# [EXERCISE DESCRIPTION]
Decide whether each statement agrees with the case note on McKelvey v HMRC, answering yes or no and quoting the deciding words: 1. The mother moved into residential accommodation. 2. The Special Commissioners treated reasonable provision as an objective standard. 3. The value of the properties exceeded the calculated total by £28,500.

The recent case of McKelvey v HMRC SpC 694 was concerned with the exemption under Section 11 IHTA 1984 for dispositions for maintenance of the family and dependents.

A daughter lived with and cared for her widowed mother. She was diagnosed with a terminal illness and realised that she would need to make provision for her mother to pay for nursing care after her own death. Accordingly, the daughter transferred properties to her mother specifically so that they could be sold to pay for nursing costs and claimed that they were exempt transfers within Section 11(3) IHTA 1984, which reads:

“A disposition is not a transfer of value if it was made in favour of a dependent relative of the person making the disposition and is a reasonable provision for his care or maintenance”.

HMRC accepted that gifts of this kind could be exempt, but in this case the mother refused to move into residential accommodation and, in fact, the properties did not need to be sold for this purpose. Accordingly, HMRC claimed that no part of the value of the properties had been used for the mother’s care and therefore the transfers could not have amounted to reasonable provision for that care; no provision was, in fact, required.

The Special Commissioners decided that the stance of HMRC was too harsh. The meaning of reasonable provision in this context was an objective standard and it was clear that at the time the gifts were made the mother would need paid care. The deceased’s decision to make the gifts for the purpose of providing funds for her mother’s future care was reasonable.

HMRC then argued that even if that were the case, the value of the properties exceeded a reasonable amount and therefore an apportionment was necessary to disallow the excess. Accordingly, some calculations were made (of spurious accuracy in my view – but no matter) suggesting that the mother’s care would have been needed for 5.5 years at a cost of £21,000 per annum plus a further £25,000 to cover the contingency of her admission to a home. The value of the properties exceeded this total by £28,500 – and that amount was therefore ineligible for the exemption and was a chargeable transfer.

# [DATA FOR REVIEW]
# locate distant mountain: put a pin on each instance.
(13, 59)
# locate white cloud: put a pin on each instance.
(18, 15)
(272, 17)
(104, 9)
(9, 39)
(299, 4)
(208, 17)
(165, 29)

# [ANSWER SPACE]
1. No: "the mother refused to move into residential accommodation"
2. Yes: "The meaning of reasonable provision in this context was an objective standard"
3. Yes: "The value of the properties exceeded this total by £28,500"